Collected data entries
##########

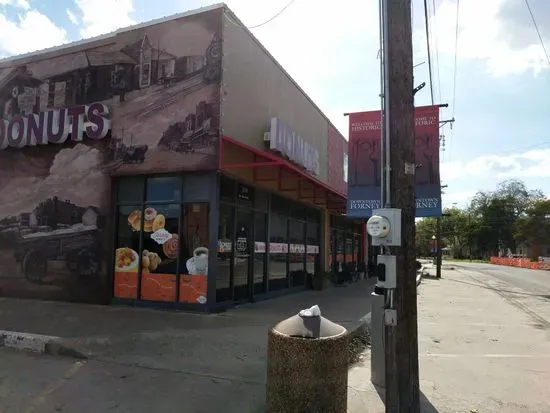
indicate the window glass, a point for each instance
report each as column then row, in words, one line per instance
column 260, row 233
column 245, row 194
column 194, row 254
column 241, row 266
column 297, row 252
column 127, row 257
column 279, row 205
column 164, row 189
column 278, row 252
column 160, row 251
column 130, row 190
column 225, row 244
column 349, row 248
column 196, row 187
column 312, row 248
column 227, row 189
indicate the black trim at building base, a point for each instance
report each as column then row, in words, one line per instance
column 162, row 305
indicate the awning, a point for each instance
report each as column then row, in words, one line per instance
column 278, row 174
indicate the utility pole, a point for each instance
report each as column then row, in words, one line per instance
column 438, row 257
column 402, row 380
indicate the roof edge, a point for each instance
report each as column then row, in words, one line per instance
column 92, row 41
column 255, row 39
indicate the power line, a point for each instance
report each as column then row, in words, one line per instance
column 537, row 29
column 456, row 54
column 274, row 17
column 428, row 47
column 436, row 51
column 454, row 77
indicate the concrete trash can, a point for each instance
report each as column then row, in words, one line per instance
column 307, row 365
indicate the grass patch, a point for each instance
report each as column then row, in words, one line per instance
column 466, row 260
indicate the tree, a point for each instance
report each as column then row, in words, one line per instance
column 425, row 229
column 533, row 228
column 495, row 213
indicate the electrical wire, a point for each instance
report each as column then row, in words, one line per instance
column 538, row 31
column 428, row 47
column 456, row 54
column 454, row 77
column 436, row 52
column 274, row 17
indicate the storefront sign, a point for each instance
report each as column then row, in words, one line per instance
column 282, row 139
column 55, row 126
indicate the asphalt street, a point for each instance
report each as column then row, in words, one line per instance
column 532, row 281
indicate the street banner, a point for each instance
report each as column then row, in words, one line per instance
column 365, row 171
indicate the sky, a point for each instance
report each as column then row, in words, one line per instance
column 499, row 94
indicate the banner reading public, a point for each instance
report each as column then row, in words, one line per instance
column 364, row 175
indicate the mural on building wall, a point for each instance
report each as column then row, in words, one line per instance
column 52, row 222
column 337, row 160
column 147, row 102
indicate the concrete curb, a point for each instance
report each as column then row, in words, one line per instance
column 37, row 343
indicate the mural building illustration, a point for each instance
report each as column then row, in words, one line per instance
column 143, row 101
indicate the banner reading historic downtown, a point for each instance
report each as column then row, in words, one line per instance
column 364, row 173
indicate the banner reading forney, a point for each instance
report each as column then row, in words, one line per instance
column 364, row 162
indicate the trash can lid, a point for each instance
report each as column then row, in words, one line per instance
column 309, row 324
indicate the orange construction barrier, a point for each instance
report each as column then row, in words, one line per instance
column 541, row 264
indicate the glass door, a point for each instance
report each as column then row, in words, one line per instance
column 243, row 268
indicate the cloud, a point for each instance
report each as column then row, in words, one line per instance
column 499, row 32
column 72, row 17
column 21, row 4
column 322, row 48
column 18, row 37
column 457, row 199
column 104, row 16
column 530, row 164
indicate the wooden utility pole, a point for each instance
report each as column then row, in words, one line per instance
column 438, row 256
column 402, row 380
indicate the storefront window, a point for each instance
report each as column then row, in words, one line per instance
column 297, row 252
column 260, row 235
column 339, row 251
column 127, row 257
column 312, row 248
column 159, row 252
column 164, row 189
column 225, row 231
column 356, row 249
column 227, row 189
column 194, row 253
column 242, row 262
column 278, row 252
column 130, row 191
column 349, row 248
column 162, row 245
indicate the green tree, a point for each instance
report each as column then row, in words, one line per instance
column 425, row 229
column 494, row 214
column 533, row 228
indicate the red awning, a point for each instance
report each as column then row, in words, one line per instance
column 280, row 174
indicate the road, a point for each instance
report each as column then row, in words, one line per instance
column 484, row 343
column 532, row 281
column 527, row 290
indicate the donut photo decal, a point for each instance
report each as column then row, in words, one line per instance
column 171, row 247
column 134, row 220
column 150, row 214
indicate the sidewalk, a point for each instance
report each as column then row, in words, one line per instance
column 231, row 345
column 477, row 352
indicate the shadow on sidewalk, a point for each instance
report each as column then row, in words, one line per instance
column 500, row 289
column 425, row 405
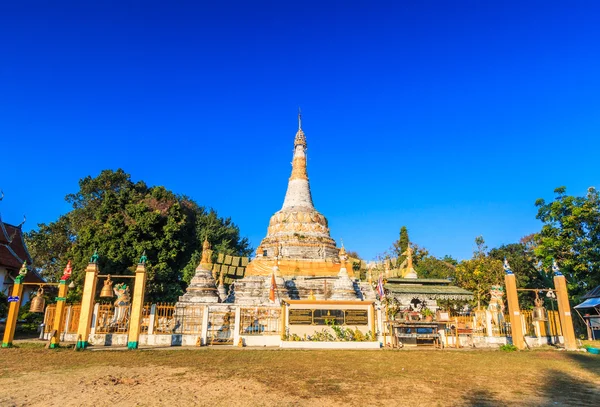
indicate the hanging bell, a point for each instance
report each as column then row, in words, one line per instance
column 38, row 302
column 539, row 312
column 106, row 291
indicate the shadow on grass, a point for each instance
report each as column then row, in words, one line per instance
column 482, row 398
column 586, row 361
column 561, row 388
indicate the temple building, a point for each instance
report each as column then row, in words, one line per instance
column 13, row 253
column 297, row 259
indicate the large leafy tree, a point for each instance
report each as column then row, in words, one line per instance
column 479, row 273
column 433, row 267
column 399, row 246
column 571, row 236
column 122, row 219
column 524, row 264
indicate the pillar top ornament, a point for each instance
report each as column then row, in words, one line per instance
column 22, row 273
column 506, row 266
column 143, row 259
column 555, row 268
column 94, row 258
column 206, row 252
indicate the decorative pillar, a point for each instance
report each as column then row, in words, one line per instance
column 514, row 311
column 61, row 301
column 564, row 309
column 137, row 304
column 236, row 326
column 87, row 302
column 204, row 328
column 13, row 308
column 152, row 319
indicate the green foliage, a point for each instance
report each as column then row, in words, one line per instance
column 509, row 347
column 433, row 267
column 3, row 305
column 571, row 236
column 122, row 219
column 523, row 261
column 479, row 273
column 400, row 246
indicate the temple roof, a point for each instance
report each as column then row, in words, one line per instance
column 431, row 288
column 13, row 251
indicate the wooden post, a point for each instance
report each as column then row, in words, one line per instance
column 13, row 310
column 564, row 310
column 137, row 306
column 58, row 325
column 514, row 311
column 87, row 305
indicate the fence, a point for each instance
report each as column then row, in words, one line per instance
column 164, row 319
column 260, row 321
column 189, row 319
column 70, row 316
column 111, row 319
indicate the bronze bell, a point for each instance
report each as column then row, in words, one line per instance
column 539, row 312
column 106, row 291
column 38, row 302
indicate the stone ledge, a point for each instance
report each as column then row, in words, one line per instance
column 329, row 345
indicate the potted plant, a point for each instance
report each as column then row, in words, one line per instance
column 427, row 314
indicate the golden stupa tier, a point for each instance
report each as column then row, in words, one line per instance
column 298, row 232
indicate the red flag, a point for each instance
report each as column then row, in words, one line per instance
column 272, row 291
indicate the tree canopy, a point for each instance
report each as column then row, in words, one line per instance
column 571, row 235
column 479, row 273
column 122, row 219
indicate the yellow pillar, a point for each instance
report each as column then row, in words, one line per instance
column 513, row 308
column 59, row 321
column 137, row 305
column 564, row 309
column 13, row 309
column 87, row 304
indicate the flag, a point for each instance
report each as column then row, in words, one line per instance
column 380, row 289
column 272, row 291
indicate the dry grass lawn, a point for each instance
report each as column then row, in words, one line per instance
column 30, row 376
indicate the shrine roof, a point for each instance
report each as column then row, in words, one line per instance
column 419, row 281
column 13, row 251
column 440, row 291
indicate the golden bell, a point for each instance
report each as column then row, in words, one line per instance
column 38, row 302
column 106, row 291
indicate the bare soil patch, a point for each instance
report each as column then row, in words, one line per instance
column 241, row 377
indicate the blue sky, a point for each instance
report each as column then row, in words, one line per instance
column 451, row 118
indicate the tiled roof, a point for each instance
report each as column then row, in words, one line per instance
column 13, row 251
column 430, row 290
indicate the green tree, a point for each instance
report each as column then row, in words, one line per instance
column 523, row 263
column 433, row 267
column 399, row 246
column 122, row 219
column 479, row 273
column 571, row 235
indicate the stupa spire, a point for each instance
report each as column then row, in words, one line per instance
column 298, row 192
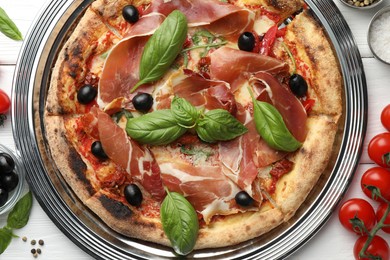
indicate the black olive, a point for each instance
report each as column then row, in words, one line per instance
column 243, row 199
column 133, row 195
column 143, row 102
column 97, row 150
column 3, row 196
column 7, row 163
column 86, row 94
column 9, row 181
column 246, row 41
column 298, row 85
column 130, row 13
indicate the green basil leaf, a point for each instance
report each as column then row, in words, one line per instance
column 219, row 125
column 8, row 27
column 19, row 215
column 271, row 127
column 184, row 112
column 155, row 128
column 5, row 238
column 180, row 222
column 162, row 48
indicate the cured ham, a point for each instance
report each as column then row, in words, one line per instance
column 121, row 69
column 137, row 160
column 236, row 66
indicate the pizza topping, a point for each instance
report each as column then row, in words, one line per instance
column 162, row 48
column 142, row 102
column 180, row 222
column 243, row 199
column 86, row 94
column 97, row 150
column 246, row 41
column 130, row 13
column 133, row 194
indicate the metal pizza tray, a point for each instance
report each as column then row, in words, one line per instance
column 87, row 231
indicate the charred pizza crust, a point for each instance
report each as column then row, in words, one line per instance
column 70, row 72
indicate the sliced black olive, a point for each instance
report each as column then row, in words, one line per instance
column 143, row 102
column 7, row 163
column 246, row 41
column 243, row 199
column 298, row 85
column 97, row 150
column 3, row 196
column 9, row 181
column 86, row 94
column 133, row 195
column 130, row 13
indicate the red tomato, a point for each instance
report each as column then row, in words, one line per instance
column 379, row 149
column 355, row 211
column 378, row 247
column 385, row 117
column 376, row 177
column 5, row 103
column 379, row 214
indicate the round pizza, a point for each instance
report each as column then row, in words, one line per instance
column 194, row 123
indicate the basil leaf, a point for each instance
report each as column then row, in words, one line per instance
column 184, row 112
column 180, row 222
column 8, row 27
column 219, row 125
column 19, row 215
column 271, row 127
column 162, row 48
column 155, row 128
column 5, row 238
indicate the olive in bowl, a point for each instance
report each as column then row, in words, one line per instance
column 11, row 179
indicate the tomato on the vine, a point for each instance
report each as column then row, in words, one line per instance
column 355, row 214
column 5, row 102
column 385, row 117
column 377, row 248
column 375, row 180
column 379, row 149
column 379, row 214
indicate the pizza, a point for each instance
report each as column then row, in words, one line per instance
column 194, row 123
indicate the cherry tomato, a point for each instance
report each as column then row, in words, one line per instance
column 379, row 149
column 379, row 214
column 385, row 117
column 376, row 177
column 355, row 211
column 378, row 247
column 5, row 102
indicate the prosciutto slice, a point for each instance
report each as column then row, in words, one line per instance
column 236, row 66
column 137, row 160
column 121, row 69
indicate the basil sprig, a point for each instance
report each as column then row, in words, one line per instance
column 8, row 27
column 271, row 127
column 219, row 125
column 17, row 219
column 162, row 48
column 180, row 222
column 162, row 127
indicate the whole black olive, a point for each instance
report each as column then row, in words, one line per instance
column 243, row 199
column 298, row 85
column 3, row 196
column 9, row 181
column 130, row 13
column 133, row 195
column 143, row 102
column 97, row 150
column 7, row 163
column 246, row 41
column 86, row 94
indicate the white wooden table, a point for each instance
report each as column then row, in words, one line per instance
column 332, row 242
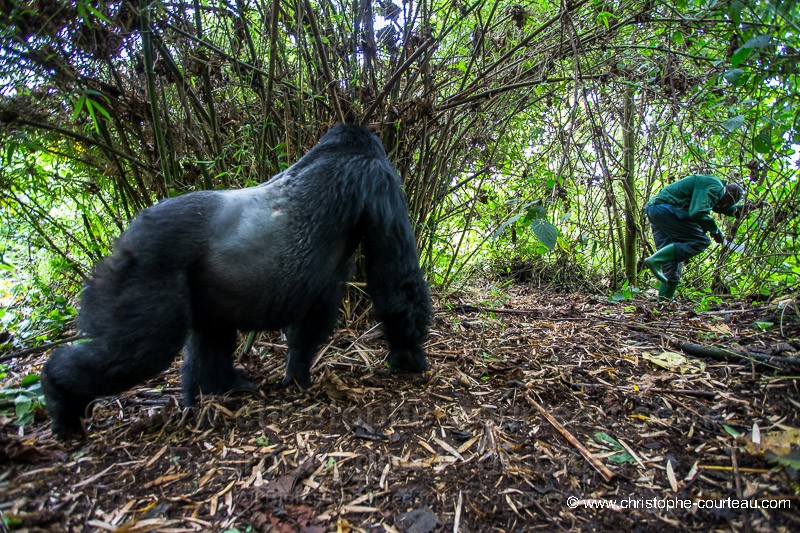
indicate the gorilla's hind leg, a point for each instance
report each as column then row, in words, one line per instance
column 306, row 336
column 135, row 326
column 208, row 364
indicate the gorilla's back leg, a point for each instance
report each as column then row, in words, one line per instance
column 208, row 362
column 306, row 336
column 135, row 324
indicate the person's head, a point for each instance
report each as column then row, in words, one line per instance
column 733, row 193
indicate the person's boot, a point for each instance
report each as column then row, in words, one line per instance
column 666, row 291
column 657, row 261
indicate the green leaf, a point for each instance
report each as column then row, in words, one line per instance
column 733, row 76
column 733, row 123
column 758, row 41
column 22, row 405
column 78, row 107
column 545, row 232
column 740, row 55
column 735, row 11
column 762, row 143
column 504, row 225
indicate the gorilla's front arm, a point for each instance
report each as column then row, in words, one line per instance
column 191, row 271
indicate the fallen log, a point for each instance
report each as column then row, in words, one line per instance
column 732, row 355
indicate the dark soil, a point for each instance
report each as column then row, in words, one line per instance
column 499, row 435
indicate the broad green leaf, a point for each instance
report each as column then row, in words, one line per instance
column 733, row 76
column 735, row 11
column 733, row 123
column 762, row 143
column 740, row 55
column 504, row 225
column 22, row 405
column 545, row 232
column 759, row 41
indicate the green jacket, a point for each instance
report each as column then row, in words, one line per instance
column 694, row 197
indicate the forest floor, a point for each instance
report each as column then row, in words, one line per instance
column 540, row 409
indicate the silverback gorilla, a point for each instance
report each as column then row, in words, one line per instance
column 191, row 271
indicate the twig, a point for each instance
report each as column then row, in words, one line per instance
column 607, row 474
column 732, row 354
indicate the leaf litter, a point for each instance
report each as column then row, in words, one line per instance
column 535, row 399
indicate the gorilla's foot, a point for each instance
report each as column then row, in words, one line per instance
column 241, row 383
column 65, row 410
column 302, row 378
column 408, row 360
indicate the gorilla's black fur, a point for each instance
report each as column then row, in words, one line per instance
column 191, row 271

##########

== WHAT YOU WILL DO ==
Copy out each line of the entries where the word "grass" is found.

== WRITTEN RESPONSE ==
indicate the grass patch, a point for each instance
indicate the shadow on grass, a point for each instance
indicate the dry grass lawn, a point for each instance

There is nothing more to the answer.